MATERIAL SHOWN →

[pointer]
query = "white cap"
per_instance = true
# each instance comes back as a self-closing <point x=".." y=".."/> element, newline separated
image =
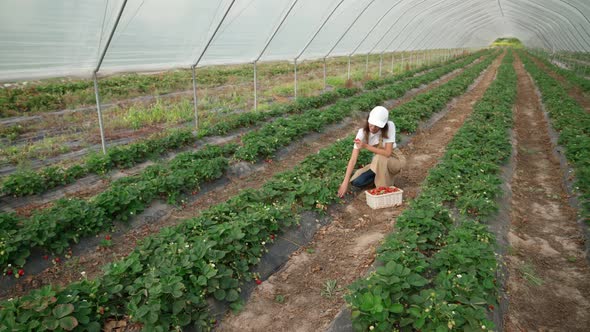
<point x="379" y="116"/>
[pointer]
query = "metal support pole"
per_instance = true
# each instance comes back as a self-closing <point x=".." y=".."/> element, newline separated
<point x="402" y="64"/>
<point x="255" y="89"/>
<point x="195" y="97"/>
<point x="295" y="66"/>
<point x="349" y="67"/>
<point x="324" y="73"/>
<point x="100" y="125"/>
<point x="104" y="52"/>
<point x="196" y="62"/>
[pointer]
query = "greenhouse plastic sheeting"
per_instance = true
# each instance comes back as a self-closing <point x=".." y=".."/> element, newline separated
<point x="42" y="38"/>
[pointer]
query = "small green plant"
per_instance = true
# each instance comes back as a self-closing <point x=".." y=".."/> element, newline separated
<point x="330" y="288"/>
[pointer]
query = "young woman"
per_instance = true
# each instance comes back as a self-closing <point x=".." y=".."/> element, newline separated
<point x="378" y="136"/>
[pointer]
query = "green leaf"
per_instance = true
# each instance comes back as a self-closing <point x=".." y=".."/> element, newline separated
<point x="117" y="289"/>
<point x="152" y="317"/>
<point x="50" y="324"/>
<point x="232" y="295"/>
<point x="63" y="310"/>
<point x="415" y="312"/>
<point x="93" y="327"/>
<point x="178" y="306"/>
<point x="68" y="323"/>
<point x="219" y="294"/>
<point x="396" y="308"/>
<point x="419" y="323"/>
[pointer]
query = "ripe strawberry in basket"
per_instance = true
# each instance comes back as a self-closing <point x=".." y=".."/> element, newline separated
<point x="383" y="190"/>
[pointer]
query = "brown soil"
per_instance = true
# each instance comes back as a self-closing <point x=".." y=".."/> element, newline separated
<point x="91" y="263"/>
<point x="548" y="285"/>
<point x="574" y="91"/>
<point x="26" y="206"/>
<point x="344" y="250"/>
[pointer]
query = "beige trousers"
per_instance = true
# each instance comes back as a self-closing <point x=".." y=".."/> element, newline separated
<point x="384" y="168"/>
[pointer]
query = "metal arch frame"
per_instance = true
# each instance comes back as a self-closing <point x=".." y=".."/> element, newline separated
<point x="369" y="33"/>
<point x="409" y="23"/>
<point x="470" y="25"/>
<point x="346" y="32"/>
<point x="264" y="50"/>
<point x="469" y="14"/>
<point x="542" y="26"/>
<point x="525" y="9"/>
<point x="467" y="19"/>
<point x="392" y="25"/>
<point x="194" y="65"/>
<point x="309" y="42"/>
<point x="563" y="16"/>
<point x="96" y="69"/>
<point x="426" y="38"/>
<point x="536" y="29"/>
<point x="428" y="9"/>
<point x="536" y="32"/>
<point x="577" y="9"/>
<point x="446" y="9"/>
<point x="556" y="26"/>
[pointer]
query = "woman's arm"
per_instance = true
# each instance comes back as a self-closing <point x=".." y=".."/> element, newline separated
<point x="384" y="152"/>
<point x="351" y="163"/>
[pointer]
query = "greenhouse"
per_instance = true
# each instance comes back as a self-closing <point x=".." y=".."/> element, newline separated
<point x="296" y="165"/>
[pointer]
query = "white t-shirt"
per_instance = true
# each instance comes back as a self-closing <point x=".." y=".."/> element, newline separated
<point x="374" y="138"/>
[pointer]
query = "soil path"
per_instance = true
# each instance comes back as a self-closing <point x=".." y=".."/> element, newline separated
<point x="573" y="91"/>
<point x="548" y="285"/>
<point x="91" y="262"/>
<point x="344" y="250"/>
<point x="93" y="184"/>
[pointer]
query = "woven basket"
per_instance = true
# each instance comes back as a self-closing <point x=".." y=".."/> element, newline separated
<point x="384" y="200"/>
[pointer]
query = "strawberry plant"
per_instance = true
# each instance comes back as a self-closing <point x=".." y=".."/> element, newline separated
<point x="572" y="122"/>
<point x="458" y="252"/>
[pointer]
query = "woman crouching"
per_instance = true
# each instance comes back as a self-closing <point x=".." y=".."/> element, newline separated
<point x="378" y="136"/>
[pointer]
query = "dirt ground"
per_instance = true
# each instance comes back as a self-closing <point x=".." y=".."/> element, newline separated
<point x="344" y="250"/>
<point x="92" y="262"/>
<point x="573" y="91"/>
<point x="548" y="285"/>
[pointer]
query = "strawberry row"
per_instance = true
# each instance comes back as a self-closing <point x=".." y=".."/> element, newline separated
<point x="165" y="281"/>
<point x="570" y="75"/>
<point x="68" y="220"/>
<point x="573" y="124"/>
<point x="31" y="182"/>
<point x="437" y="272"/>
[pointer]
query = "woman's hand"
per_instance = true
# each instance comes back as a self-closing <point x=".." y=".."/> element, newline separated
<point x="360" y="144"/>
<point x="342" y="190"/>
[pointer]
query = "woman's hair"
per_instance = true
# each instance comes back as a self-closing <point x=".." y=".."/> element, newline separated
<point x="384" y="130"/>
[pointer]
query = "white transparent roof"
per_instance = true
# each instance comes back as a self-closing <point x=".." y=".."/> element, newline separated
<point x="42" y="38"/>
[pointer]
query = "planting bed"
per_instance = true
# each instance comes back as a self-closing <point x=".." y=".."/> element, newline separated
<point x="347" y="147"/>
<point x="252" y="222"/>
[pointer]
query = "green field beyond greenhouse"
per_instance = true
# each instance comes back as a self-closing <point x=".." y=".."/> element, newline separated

EXERCISE DIRECTIONS → The records above need to be given again exactly. Omit the pictures.

RESULT →
[pointer]
query = "white cap"
per_instance = true
# each instance comes back as a self-closing <point x=".." y=".."/> element, newline separated
image =
<point x="379" y="116"/>
[pointer]
query = "metal support pole"
per_instance = true
# each instance comes back as a self-closing <point x=".." y=".."/> element, newline separated
<point x="402" y="64"/>
<point x="255" y="89"/>
<point x="195" y="97"/>
<point x="295" y="66"/>
<point x="349" y="67"/>
<point x="324" y="73"/>
<point x="100" y="125"/>
<point x="104" y="52"/>
<point x="196" y="62"/>
[pointer]
query = "greenhouse plastic sheeting"
per_instance = true
# each instance comes back as a self-closing <point x=".." y=".."/> element, newline separated
<point x="42" y="38"/>
[pointer]
query = "small green plant"
per_instance = true
# each instance comes back as a self-closing <point x=".." y=".."/> element, newline separated
<point x="330" y="288"/>
[pointer]
query = "young woman"
per_instance = true
# each instance comes back as a self-closing <point x=".." y=".."/> element, newline separated
<point x="378" y="136"/>
[pointer]
query = "green leaf"
per_instance = true
# each instance comes back as a self-closing <point x=".." y=".."/> element, newline separated
<point x="117" y="289"/>
<point x="152" y="317"/>
<point x="50" y="324"/>
<point x="232" y="295"/>
<point x="63" y="310"/>
<point x="415" y="312"/>
<point x="93" y="327"/>
<point x="178" y="306"/>
<point x="68" y="323"/>
<point x="219" y="294"/>
<point x="396" y="308"/>
<point x="419" y="323"/>
[pointer]
query = "ripe strawberry in basket"
per_instance = true
# each instance comes back as a self-closing <point x=".." y=".."/> element, newline separated
<point x="383" y="190"/>
[pointer]
query = "brown soil"
per_instance = true
# each instance comes back as a self-closing <point x=".." y=".."/> element, newline separated
<point x="91" y="263"/>
<point x="548" y="285"/>
<point x="574" y="91"/>
<point x="26" y="206"/>
<point x="344" y="250"/>
[pointer]
query = "beige trousers"
per_instance = true
# each instance comes back as a self-closing <point x=".." y=".."/> element, newline separated
<point x="384" y="168"/>
[pointer]
query = "metal arch frame"
per_instance = true
# each instance comes back as a self-closing <point x=".." y=".."/> element, newline separated
<point x="369" y="33"/>
<point x="409" y="23"/>
<point x="470" y="25"/>
<point x="346" y="32"/>
<point x="264" y="50"/>
<point x="469" y="14"/>
<point x="542" y="26"/>
<point x="525" y="9"/>
<point x="467" y="19"/>
<point x="392" y="25"/>
<point x="194" y="65"/>
<point x="309" y="42"/>
<point x="563" y="16"/>
<point x="96" y="69"/>
<point x="426" y="38"/>
<point x="536" y="29"/>
<point x="428" y="9"/>
<point x="536" y="32"/>
<point x="577" y="9"/>
<point x="446" y="9"/>
<point x="556" y="26"/>
[pointer]
query = "woman's arm"
per_instance = true
# each instance comes back as a self-closing <point x=".." y=".."/> element, newline separated
<point x="384" y="152"/>
<point x="351" y="163"/>
[pointer]
query = "greenhouse"
per_instance = true
# each instance comes back as a self-closing <point x=".." y=".."/> element, newline separated
<point x="296" y="165"/>
[pointer]
query = "white t-shirt"
per_instance = true
# each instance comes back as a self-closing <point x=".." y=".."/> element, newline separated
<point x="374" y="138"/>
[pointer]
query = "soil path"
per_instance = true
# each instance comes back as a self-closing <point x=".." y=".."/> element, newline separated
<point x="573" y="91"/>
<point x="548" y="285"/>
<point x="91" y="262"/>
<point x="344" y="250"/>
<point x="93" y="184"/>
[pointer]
query = "woven basket"
per_instance = true
# each instance comes back as a self-closing <point x=".." y=".."/> element, newline separated
<point x="384" y="200"/>
[pointer]
query = "strawberry plant"
per_instance = true
# each instance comes back as a self-closing <point x=".." y=".."/> element, newline separated
<point x="572" y="122"/>
<point x="458" y="252"/>
[pointer]
query = "woman crouching"
per_instance = true
# each instance comes back as a self-closing <point x=".." y=".."/> element, newline separated
<point x="378" y="136"/>
[pointer]
query = "dirt ground"
per_instance = true
# each instance comes back as a self-closing <point x=".." y=".."/> element, newline separated
<point x="344" y="250"/>
<point x="92" y="262"/>
<point x="573" y="91"/>
<point x="548" y="285"/>
[pointer]
query = "strawberry row"
per_instance = true
# each instance comes back as a self-closing <point x=".." y=".."/> element, newline separated
<point x="165" y="281"/>
<point x="570" y="75"/>
<point x="68" y="220"/>
<point x="573" y="124"/>
<point x="31" y="182"/>
<point x="437" y="272"/>
[pointer]
query = "woman's hand"
per_instance = true
# each instance comes back as a self-closing <point x=".." y=".."/> element, newline separated
<point x="360" y="144"/>
<point x="342" y="190"/>
[pointer]
query = "woman's hair"
per_instance = true
# each instance comes back as a self-closing <point x=".." y=".."/> element, newline separated
<point x="384" y="130"/>
[pointer]
query = "white transparent roof"
per_instance = true
# each instance comes back as a self-closing <point x=".." y=".."/> element, newline separated
<point x="42" y="38"/>
[pointer]
query = "planting bed"
per_instance = true
# each instance comes back as a self-closing <point x=".." y=".."/> element, newline separated
<point x="347" y="147"/>
<point x="252" y="222"/>
[pointer]
query = "green field beyond greenhouse"
per_instance = true
# each instance comes back as a self-closing <point x=".." y=".."/> element, newline separated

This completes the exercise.